真の人間になってほしいという願いを込めた名前です。物語の根幹でもあります。
2階に上がると、お父さんが走って家を出ます。すれ違いに(お母さんの病院が火事だ)と言います。
眞人が外を見ると、燃え盛る病院が。
火事の絵を描いた人なんて、ほとんどいない。毎回、どう色を塗るべきか、考えてしまいます。
かあさん。
町の民家も火事で、消火を行う消防隊員、家族を呼ぶ町民、あてもなく彷徨う人達をぬって病院へ走る眞人です。火の粉をかぶりながら、おかあさんと呟きます。
戦争3年目でお母さんが亡くなり、4年目に東京を出る。
初めて見たときには気にしませんでしたが、お母さんが亡くなってからまだ1年しかたっていません。これで、この後の展開が理解できました。
この作品で現実世界を作品を通して表現していますが、現実に起こっていることにいいとか悪いとかは言えません。私にはその資格がないからです。
自分の立場が変われば、考えが変わるのがわかっているからです。
目の前で見るのと、宇宙の広い視点で見るのも違います。善悪も誰の立場かによって変わります。ただ、この作品を解説するだけです。それだけです
来たよ
その人はかあさんにそっくりだった。
この人は夏子。お母さんの妹。姉でお母さんの名前はひさこ。
お母さんは違う世界で登場しますが、名前が少し変わっています。それは後程。
赤ちゃんの時に会ったきりなので、お互いにこの時初めて顔を見たのです。
立派になられて。
眞人と夏子は夏子の実家に向かいます。その時に夏子が眞人に言います。
私、眞人さんの新しいお母さんになるのよ。手をかして。動くのわかる?
赤ちゃん。眞人さんの弟か妹よ。
お母さんが死んで1年後、妹の夏子のお腹が大きくなっています。
つまり、亡くなって数か月でしてしまったということです。
この後の夏子の苦悩がこれでわかりました。心が病んでいて当然です。
大きな罪悪感を背負って苦しんでいるのはこの場面からは知ることができません。
2回見て、なるほどと思いました。なぜそこまで苦しんでいるのかが1回目に見た時に気付きませんでした。

§ **表示項目**:

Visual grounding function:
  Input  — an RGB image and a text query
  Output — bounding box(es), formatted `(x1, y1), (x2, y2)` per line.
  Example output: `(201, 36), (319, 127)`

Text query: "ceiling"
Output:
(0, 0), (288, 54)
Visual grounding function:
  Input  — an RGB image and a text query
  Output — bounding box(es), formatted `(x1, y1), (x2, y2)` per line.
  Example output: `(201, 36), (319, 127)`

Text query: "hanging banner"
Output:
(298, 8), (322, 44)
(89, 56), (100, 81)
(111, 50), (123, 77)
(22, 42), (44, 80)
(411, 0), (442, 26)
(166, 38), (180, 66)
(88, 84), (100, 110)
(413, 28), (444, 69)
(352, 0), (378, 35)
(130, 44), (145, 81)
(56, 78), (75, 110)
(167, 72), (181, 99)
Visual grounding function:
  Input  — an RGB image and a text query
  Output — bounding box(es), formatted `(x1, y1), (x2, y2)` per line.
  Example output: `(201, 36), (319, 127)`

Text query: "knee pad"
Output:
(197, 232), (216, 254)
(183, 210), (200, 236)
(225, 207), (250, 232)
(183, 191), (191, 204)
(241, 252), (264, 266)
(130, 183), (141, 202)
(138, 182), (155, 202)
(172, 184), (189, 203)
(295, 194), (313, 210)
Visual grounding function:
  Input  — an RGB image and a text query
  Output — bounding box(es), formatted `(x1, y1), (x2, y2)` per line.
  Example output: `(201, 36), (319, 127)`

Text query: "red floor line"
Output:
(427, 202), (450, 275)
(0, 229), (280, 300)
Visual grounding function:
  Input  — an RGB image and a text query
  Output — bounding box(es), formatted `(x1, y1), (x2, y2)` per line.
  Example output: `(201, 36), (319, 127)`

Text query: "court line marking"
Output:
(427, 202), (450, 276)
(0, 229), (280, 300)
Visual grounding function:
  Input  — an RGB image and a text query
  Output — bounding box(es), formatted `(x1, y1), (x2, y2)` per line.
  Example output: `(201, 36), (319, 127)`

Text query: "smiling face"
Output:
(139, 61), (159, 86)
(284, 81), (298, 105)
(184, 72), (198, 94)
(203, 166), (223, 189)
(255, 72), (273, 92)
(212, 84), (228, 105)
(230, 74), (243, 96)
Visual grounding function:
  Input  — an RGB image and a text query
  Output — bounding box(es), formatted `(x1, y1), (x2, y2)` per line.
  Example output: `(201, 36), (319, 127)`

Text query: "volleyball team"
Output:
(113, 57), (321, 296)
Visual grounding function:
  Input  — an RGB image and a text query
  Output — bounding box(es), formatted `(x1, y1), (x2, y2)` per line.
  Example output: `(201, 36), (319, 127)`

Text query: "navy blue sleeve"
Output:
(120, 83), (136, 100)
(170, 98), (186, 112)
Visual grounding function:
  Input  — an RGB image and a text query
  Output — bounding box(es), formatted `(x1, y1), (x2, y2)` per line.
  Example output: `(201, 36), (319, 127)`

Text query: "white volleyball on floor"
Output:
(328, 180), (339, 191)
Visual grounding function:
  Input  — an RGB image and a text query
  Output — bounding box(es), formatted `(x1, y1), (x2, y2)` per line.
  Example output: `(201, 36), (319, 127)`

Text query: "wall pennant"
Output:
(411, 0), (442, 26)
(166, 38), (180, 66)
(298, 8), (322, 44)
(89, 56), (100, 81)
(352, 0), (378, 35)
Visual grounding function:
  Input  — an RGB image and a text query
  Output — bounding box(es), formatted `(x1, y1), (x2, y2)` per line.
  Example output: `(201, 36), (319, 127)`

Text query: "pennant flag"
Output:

§ **課題の目的**: ページ抜粋によると、夏子の姉である眞人のお母さんの名前は何ですか？

§ **回答欄**: ひさこです。